*Document segment*:
[start]

That would depend on the complexity of the "language" you were attempting to parse?

A C expression would probably be do-able.
A C program would not.

yes! it could be a C expression.. thanks in advance..

Well, let's remember C language (it's almost so called expression language) lexical grammar...
Here it is expression part:

C language expression tokens::

Identifiers:: all but sizeof

<letter|_>[<letter>|_|<digit>]...
----------------------------------

Operators and punctuators:: one of

[ ] ( )
:
? .
+ - * / % ^ & | ~
! = < > += -= *= /= %=
^= &= |= << >> >>= <<= == !=
<= >= && || ++ -- , ->
sizeof
-----------------

Literals:: one of

integer-literal
character-literal
floating-literal
string-literal
-----------------

Whitespaces:: one of

blanks
horizontal tab
vertical tab
newlines
formfeed
comment
-------

Add some punctuators (~5-6) and recognize some identifiers as keywords - and you have full C language scanner...

ahhhmmm..... would it be possible if you give me the source code?? i really can't get it.. i'm really stupid when it comes to this subject

This very minute? It's impossible. The scanner for C expressions is a program with ~1000 lines of source code (of course, it's a rough estimate). Probably, it's possible to write more compact (and fast) scanner with special methods (based on automata theory, for example).

[end]

*Data excerpts*:
[start]

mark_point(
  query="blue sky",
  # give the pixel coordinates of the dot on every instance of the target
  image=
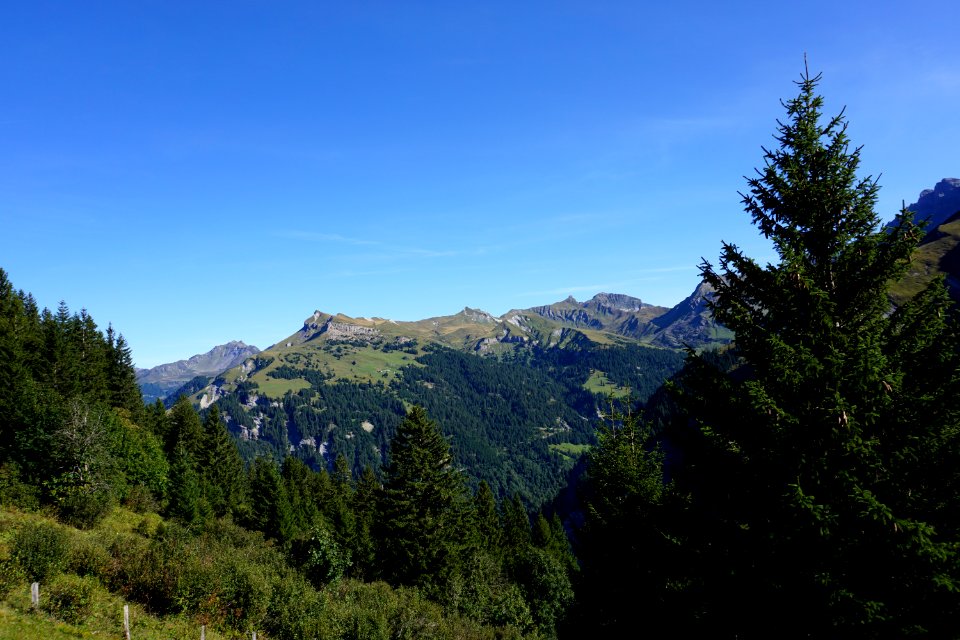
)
(199, 172)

[end]

*Tasks for this exercise*:
1/ Answer these from the thread on C expression scanning:
(a) Which word is left out of the identifiers?
(b) About how many punctuators must be added to get a full C language scanner?
(c) About how many lines of source code does the scanner for C expressions have, by the rough estimate?
2/ Give the part of the thread on C expression scanning from "That would depend" up to and including "language) lexical grammar..." again, with "complexity" changed to "difficulty".
Use only the thread on C expression scanning.

*Written answers*:
1/
(a) sizeof
(b) About 5 to 6
(c) About 1000

2/
That would depend on the difficulty of the "language" you were attempting to parse?

A C expression would probably be do-able.
A C program would not.

yes! it could be a C expression.. thanks in advance..

Well, let's remember C language (it's almost so called expression language) lexical grammar...